:: What you are asked to do ::
Repeat back every line of the data, exactly.

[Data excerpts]

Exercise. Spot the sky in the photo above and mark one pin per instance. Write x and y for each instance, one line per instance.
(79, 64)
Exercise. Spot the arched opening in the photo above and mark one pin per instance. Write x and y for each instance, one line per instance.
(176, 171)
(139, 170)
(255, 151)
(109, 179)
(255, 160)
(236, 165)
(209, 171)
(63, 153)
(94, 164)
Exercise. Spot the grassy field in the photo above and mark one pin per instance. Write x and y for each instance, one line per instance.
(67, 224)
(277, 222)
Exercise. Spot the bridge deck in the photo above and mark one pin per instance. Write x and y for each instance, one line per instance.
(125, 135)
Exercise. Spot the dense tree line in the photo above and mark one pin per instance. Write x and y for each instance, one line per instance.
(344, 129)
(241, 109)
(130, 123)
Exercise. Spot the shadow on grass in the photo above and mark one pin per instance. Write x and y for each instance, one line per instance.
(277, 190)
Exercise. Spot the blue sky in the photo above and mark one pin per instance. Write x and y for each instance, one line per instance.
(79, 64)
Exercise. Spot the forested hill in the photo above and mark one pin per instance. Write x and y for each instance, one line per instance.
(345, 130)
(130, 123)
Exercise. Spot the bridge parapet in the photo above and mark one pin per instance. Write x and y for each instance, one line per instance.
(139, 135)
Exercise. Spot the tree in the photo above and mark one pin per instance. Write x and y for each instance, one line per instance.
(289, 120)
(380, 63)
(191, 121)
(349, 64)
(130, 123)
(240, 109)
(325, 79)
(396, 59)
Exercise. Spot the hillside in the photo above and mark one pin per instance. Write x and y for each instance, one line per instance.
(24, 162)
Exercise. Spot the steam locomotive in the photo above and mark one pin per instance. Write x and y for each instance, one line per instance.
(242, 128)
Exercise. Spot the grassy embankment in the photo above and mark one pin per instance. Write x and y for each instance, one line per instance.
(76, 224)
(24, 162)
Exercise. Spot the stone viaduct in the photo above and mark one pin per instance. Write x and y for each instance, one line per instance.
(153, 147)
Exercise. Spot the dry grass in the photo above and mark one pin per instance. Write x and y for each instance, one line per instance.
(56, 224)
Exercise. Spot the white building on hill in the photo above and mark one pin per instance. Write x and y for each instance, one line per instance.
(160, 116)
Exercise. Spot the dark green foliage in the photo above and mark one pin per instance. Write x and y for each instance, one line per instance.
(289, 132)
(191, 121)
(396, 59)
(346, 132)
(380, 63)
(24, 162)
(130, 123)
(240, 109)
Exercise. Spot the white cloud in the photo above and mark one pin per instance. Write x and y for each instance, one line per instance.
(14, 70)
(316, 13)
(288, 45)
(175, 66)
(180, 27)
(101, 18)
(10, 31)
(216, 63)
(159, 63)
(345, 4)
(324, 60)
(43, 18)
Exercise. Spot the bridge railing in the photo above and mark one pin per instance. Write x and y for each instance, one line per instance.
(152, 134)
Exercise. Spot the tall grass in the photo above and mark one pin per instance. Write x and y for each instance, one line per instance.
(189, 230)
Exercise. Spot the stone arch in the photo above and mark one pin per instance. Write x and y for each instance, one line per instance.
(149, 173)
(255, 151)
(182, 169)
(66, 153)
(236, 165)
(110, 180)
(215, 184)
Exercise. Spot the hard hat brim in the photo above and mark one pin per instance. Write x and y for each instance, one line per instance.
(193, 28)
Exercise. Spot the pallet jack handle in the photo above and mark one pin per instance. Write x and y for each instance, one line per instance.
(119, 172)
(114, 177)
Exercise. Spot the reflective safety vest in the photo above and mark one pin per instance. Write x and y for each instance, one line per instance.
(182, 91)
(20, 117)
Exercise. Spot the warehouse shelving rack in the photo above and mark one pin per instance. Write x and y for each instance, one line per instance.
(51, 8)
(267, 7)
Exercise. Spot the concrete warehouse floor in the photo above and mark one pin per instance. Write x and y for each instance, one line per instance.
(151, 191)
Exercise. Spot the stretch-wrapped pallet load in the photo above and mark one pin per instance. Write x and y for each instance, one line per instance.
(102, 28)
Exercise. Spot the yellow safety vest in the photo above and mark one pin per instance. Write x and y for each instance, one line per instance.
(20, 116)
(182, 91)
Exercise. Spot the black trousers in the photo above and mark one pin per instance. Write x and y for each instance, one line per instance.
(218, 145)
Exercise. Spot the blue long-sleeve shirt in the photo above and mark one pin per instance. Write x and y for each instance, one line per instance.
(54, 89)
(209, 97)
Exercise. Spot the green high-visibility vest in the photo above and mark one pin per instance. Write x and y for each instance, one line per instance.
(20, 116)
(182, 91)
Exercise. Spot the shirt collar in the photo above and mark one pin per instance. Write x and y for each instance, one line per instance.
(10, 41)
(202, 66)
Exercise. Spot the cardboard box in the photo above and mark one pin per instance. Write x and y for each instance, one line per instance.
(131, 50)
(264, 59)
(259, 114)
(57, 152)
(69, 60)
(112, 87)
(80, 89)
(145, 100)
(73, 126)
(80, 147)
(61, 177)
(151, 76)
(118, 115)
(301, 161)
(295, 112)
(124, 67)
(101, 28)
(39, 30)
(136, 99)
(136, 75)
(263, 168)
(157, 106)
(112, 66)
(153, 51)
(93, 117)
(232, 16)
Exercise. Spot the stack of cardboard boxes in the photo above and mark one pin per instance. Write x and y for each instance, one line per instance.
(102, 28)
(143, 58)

:: Task solution ::
Exercise. Spot the sky in the photo above and mark one pin per instance. Write x and y for each instance, one line per instance.
(79, 64)
Exercise. Spot the arched opening in the photo above and mark one pin per instance. Write x and y for each instance, one line per instance.
(176, 171)
(139, 170)
(255, 151)
(109, 179)
(255, 160)
(236, 165)
(209, 171)
(63, 153)
(94, 164)
Exercise. Spot the grassy field in the photo above and mark one pin per instance. Write x and y for each instance, one line per instance.
(67, 224)
(277, 222)
Exercise. Spot the bridge deck in the photo above and mark one pin per instance. Write x and y for each instance, one line per instance.
(125, 135)
Exercise. Spot the dense tree line in the photo above and mark one pin per instance. Write x and y for each instance, one line per instance.
(344, 129)
(241, 109)
(130, 123)
Exercise. Spot the shadow on grass in the photo above and mark one pin per instance. Write x and y for each instance, one line per instance.
(277, 190)
Exercise. Spot the blue sky in the photo above and mark one pin per instance. Write x and y for each instance, one line per instance.
(79, 64)
Exercise. Spot the forested hill in the photo above and mark one pin per instance. Write x and y for each instance, one line per instance.
(345, 130)
(130, 123)
Exercise. Spot the bridge parapet in the photo above and mark one pin per instance. Write x and y for each instance, one line per instance.
(139, 135)
Exercise. Spot the tree in the photo above and mark one pin per instance. Write x and y for each instance, one line per instance.
(289, 120)
(380, 63)
(191, 121)
(349, 64)
(130, 123)
(240, 109)
(325, 79)
(396, 59)
Exercise. Spot the hillside in the photo above and mark one pin per instance. Write x and y for each instance, one line per instance.
(24, 162)
Exercise. Spot the steam locomotive in the photo above and mark one pin per instance. Write x and y for each instance, one line per instance.
(242, 128)
Exercise. Spot the grassy embankment in the photo above and mark one pin per instance. Write x and y for each instance, one line per instance.
(76, 224)
(24, 162)
Exercise. Spot the stone viaduct in the photo above and mark one pin per instance. Write x and y for each instance, one line per instance.
(153, 147)
Exercise. Spot the dry grass in the photo above and mark one pin per instance. Write x and y for each instance, one line per instance.
(56, 224)
Exercise. Spot the white building on hill in the photo above and mark one pin per instance. Write x and y for each instance, one line per instance.
(160, 116)
Exercise. Spot the dark green foliage in the photo above and mark one pin per instance. Write x and y for each instance, one line per instance.
(289, 132)
(191, 121)
(396, 59)
(346, 132)
(380, 63)
(24, 162)
(130, 123)
(240, 109)
Exercise. Spot the white cloud in the photo above and mark one pin per instance. Write x and y for each instance, one line per instance.
(14, 70)
(316, 13)
(288, 45)
(175, 66)
(180, 27)
(101, 18)
(10, 31)
(216, 63)
(159, 63)
(345, 4)
(324, 60)
(43, 18)
Exercise. Spot the bridge railing in the photo above and mark one pin per instance. Write x and y for each instance, one line per instance.
(152, 134)
Exercise. Spot the tall grass in the photo above and mark one pin per instance. Write x and y for each instance, one line per instance.
(189, 230)
Exercise. Spot the stone arch in the photo above and mark one pin per instance. Write x and y for each instance, one line per instance.
(149, 173)
(255, 151)
(182, 169)
(66, 153)
(236, 165)
(110, 180)
(215, 184)
Exercise. Spot the hard hat brim in the photo above and mark one pin per instance. Write x and y for each instance, one line per instance.
(193, 28)
Exercise. Spot the pallet jack handle in the photo above and mark one pin per instance. Write x and y for each instance, one line per instance.
(119, 172)
(114, 177)
Exercise. Spot the reflective safety vest in the photo above and mark one pin per instance. Write x and y for each instance, one line per instance.
(182, 91)
(20, 117)
Exercise. Spot the warehouse shelving rack in the photo above and mark one pin per instance. Write x and y for each instance, one line per instance.
(51, 8)
(267, 7)
Exercise. Spot the concrete warehouse floor in the photo above and mark one pin per instance. Write x and y for each instance, one line per instance.
(151, 191)
Exercise. Spot the stretch-wrapped pallet load in the photo above and mark one pin per instance. Write x and y for each instance, one line per instance.
(102, 28)
Exercise. Spot the yellow safety vest in the photo above and mark one pin per instance. Write x and y for each instance, one line per instance.
(20, 116)
(182, 91)
Exercise. Spot the black trousers in the photo above and mark one pin per instance. Write x and y for each instance, one line per instance.
(218, 145)
Exercise. Spot the blue long-sleeve shirt in the photo above and mark one pin per instance. Write x and y for each instance, one line per instance.
(54, 89)
(209, 97)
Exercise. Spot the green high-visibility vest in the photo above and mark one pin per instance. Write x and y for each instance, one line per instance.
(20, 116)
(182, 91)
Exercise. Spot the shirt collar in the photo above and mark one pin per instance. Write x and y for each instance, one line per instance.
(10, 41)
(202, 66)
Exercise. Spot the cardboard box in the photo above and mark one pin per instance. Write x and y for each instance, one line per instance.
(131, 50)
(264, 59)
(259, 114)
(57, 152)
(69, 60)
(112, 87)
(80, 89)
(145, 100)
(73, 126)
(80, 147)
(61, 177)
(151, 76)
(118, 115)
(301, 161)
(295, 112)
(124, 67)
(101, 28)
(39, 30)
(136, 99)
(136, 75)
(263, 168)
(157, 106)
(112, 66)
(153, 51)
(93, 117)
(232, 16)
Exercise. Spot the stack of cardboard boxes in the photo above and mark one pin per instance. Write x and y for each instance, one line per instance.
(102, 28)
(143, 58)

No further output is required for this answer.